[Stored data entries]
..............................
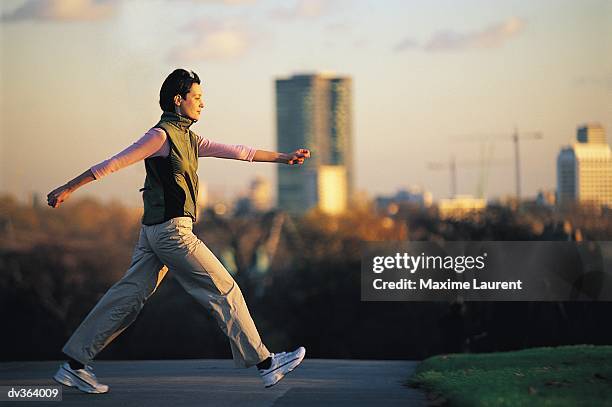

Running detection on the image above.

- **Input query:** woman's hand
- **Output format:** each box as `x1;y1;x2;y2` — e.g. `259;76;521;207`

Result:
46;169;96;208
47;184;73;208
285;148;311;165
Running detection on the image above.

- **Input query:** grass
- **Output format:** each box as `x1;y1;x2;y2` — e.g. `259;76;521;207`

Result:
409;345;612;407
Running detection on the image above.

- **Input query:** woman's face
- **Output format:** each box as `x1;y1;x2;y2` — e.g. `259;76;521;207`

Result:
176;83;204;121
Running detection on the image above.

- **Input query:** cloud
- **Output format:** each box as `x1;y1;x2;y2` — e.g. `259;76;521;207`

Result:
..............................
A picture-free version of all the records, repeated exactly, is what to return.

Running detection on the image above.

- **Input query:** woman's hand
- **Output format:** each box as `x1;y1;x2;y2` — e.g. `259;76;521;207`

Result:
46;169;96;208
47;184;73;208
285;148;311;165
Running detection on the image above.

- **Input query:** grass
- **Output format:** each box as `x1;y1;x2;y2` — e.g. `259;76;521;207`

Result:
409;345;612;407
Running detection on the image above.

- **Input query:** woman's face
- **Output format:** each box as `x1;y1;x2;y2` — e.g. `259;76;521;207`

Result:
176;83;204;121
Running detection on the image above.

- **Input query:** cloud
- **Output format:** each box as `x1;y1;x2;y2` — e.g. `259;76;521;207`

Result:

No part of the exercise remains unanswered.